### What the exercise asks
Keep to one stretch of the data below, the lines from the one with "Where can you see the leafy" up to and including the one with "Where can you see the white", and return that stretch exactly.

### Material for this exercise
· · · · ·
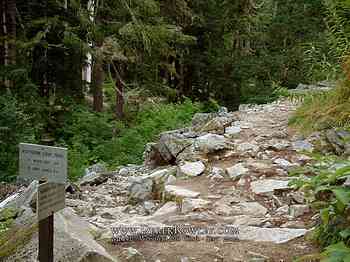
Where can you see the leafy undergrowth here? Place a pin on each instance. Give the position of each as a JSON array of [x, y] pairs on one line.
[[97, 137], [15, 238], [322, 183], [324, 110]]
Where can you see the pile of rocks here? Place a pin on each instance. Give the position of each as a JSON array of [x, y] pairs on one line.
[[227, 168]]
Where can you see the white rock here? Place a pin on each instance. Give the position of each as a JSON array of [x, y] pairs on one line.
· · · · ·
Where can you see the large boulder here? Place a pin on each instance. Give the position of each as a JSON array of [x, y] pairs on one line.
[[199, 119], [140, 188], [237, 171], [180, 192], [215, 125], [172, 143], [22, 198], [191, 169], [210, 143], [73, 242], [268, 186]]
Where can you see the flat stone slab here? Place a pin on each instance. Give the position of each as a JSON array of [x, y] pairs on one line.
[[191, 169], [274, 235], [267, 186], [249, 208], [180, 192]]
· · · · ·
### Reply to the exercise
Where can you see the leafy undergrowth here? Place a pin on each instance. Give the position of each as a JSON array of [x, y] pairs on one line.
[[97, 137], [15, 238], [322, 183], [324, 110]]
Where can you see the pile of rocks here? Place a pin on each instance. Give the position of each as a JSON array of [x, y] pairs on one line.
[[227, 168]]
Where can you see the white rock here? Place a pin on each instance. Give the position of each as a JSON array of [x, y] pairs on one line.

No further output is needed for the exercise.